▶ _Task details_: Transcribe each of the entries exactly.

*** Opening Records provided ***

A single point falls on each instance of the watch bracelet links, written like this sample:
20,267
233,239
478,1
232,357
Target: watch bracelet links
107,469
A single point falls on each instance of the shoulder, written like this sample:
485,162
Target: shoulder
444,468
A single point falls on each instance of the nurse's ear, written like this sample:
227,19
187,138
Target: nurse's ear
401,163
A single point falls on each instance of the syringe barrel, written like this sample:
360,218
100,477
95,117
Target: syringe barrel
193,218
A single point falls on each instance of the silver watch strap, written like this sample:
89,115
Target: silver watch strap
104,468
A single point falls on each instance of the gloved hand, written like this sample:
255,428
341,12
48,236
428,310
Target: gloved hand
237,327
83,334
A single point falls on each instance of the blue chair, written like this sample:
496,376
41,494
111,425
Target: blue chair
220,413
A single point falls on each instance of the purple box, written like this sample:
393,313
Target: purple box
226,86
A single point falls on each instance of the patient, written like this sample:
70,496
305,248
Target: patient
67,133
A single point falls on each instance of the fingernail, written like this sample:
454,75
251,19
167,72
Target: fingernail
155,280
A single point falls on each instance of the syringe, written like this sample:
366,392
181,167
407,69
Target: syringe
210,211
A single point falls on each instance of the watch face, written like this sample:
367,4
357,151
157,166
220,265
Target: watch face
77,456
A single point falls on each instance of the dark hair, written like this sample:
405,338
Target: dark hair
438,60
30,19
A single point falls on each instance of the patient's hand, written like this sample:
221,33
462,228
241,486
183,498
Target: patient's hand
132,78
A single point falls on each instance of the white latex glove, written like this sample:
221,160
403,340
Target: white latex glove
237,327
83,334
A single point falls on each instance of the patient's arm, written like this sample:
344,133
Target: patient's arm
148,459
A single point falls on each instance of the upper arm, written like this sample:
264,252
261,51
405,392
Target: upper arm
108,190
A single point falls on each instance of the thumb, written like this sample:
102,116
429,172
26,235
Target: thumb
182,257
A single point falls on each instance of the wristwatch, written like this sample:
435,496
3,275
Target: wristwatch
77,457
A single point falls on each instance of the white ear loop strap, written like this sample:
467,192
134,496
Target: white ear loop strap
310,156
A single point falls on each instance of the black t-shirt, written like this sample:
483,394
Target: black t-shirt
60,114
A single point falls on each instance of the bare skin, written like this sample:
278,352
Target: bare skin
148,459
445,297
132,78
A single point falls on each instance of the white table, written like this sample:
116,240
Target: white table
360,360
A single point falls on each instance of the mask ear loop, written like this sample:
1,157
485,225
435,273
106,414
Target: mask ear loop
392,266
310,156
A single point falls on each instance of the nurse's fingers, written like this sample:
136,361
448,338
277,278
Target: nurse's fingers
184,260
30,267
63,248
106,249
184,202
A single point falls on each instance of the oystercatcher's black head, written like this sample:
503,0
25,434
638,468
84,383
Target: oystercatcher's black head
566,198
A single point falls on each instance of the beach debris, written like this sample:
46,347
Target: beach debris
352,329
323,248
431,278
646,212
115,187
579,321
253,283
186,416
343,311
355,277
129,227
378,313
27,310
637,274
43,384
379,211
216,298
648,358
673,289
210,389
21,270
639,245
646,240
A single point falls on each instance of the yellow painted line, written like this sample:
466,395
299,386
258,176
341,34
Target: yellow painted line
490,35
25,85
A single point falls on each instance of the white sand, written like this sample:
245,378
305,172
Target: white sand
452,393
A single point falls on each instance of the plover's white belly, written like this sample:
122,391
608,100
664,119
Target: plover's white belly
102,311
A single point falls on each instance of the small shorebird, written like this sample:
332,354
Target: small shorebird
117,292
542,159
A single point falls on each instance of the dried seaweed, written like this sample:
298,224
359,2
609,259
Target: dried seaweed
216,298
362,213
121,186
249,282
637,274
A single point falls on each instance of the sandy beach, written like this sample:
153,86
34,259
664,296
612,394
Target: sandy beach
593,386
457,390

*** Closing Records provided ***

▶ _Answer to the exercise_:
A single point falls on each instance of the watch bracelet links, written like this sample:
20,267
233,239
478,1
232,357
Target: watch bracelet links
107,469
A single point falls on each instance of the shoulder, written like this sample:
485,162
Target: shoulder
444,468
A single point falls on each instance of the nurse's ear, written like this sample:
227,19
187,138
Target: nurse's ear
401,163
A single point falls on each instance of the syringe barrel, written like this sample:
360,218
100,477
95,117
Target: syringe barrel
193,218
A single point falls on each instance of the silver watch strap, written like this sample:
89,115
Target: silver watch strap
104,468
A single point falls on each instance of the gloved hand, written like this sample:
255,428
341,12
48,236
428,310
Target: gloved hand
237,327
83,334
A single point falls on each instance of the blue chair, written like this sample:
496,376
41,494
111,425
Target: blue chair
220,413
A single point falls on each instance of the purple box, written like this sample:
393,313
Target: purple box
226,86
A single point falls on each instance of the patient, written like this sample:
70,496
305,248
Target: patient
67,133
A single point falls on each instance of the fingernail, written like this sample:
454,75
251,19
167,72
Target: fingernail
155,280
A single point falls on each instance of the syringe, written like this sample:
366,392
181,167
407,69
Target: syringe
210,211
A single point falls on each instance of the watch face, written like this sample:
367,4
357,151
157,166
220,265
Target: watch face
77,456
A single point falls on each instance of the dark hair, written like this sample:
405,338
Target: dark hair
438,60
30,19
A single point falls on each instance of the patient's hand, written like this sample:
221,33
462,228
241,486
183,498
Target: patient's hand
132,78
A single point falls on each instance of the white latex glove, written like this sample:
221,160
403,340
Target: white latex glove
237,327
83,334
A single point falls on each instance of the patient's arm, written like this sample:
344,133
Target: patient's arm
148,459
A single point falls on each instance of the upper arm, written like this sample:
264,252
261,51
405,392
Target: upper arm
108,190
A single point falls on each instance of the thumb, written like this sample:
102,116
429,172
26,235
Target: thumb
182,257
A single point falls on each instance of the wristwatch, written like this sample:
435,496
3,275
Target: wristwatch
77,457
A single point falls on each instance of the white ear loop strap, written like this sample:
467,192
134,496
Target: white ear loop strap
310,156
A single point falls on each instance of the black t-shirt, written like this sample:
483,394
Target: black t-shirt
60,114
A single point falls on each instance of the bare skin, written like this sample:
278,352
Target: bare skin
148,459
445,297
132,78
A single point falls on each instance of the white table, written like this sample:
116,240
Target: white table
360,360
A single point falls on each instance of the mask ear loop, written like this sample:
1,157
485,225
435,273
106,414
Target: mask ear loop
392,266
310,156
A single point falls on each instance of the nurse's fingers, written like this sample:
136,361
448,338
277,278
Target: nurse's fingers
184,260
30,267
63,248
106,249
184,202
A single point falls on each instance of the oystercatcher's black head, written like this sample:
503,0
25,434
638,468
84,383
Target: oystercatcher's black head
566,198
A single point falls on each instance of the beach debris, written like this sample:
46,347
Target: beach debris
352,329
323,248
431,278
646,212
115,187
579,321
253,283
186,416
343,311
355,277
129,227
378,313
27,310
637,274
43,384
379,211
216,298
648,358
673,289
210,389
21,270
639,245
646,240
A single point falls on each instance of the yellow painted line, written like this sample:
466,395
299,386
258,176
341,34
Target: yellow painted line
490,35
25,85
A single point falls on each instance of the white sand, written like this sample:
245,378
305,172
Target: white sand
452,393
A single point falls on each instance of the plover's white belly, written like this sample:
122,391
608,100
664,119
Target: plover's white belly
102,311
A single point falls on each instance of the small shorebird, written like this sample:
332,354
Target: small shorebird
117,292
542,159
A single point falls on each instance of the dried seaweed, written like this sample:
298,224
359,2
609,259
Target: dried seaweed
216,298
362,213
121,186
249,282
637,274
A single point falls on each instance of the sandy beach, written like this sample:
153,86
34,259
664,296
612,394
Target: sandy beach
593,386
457,390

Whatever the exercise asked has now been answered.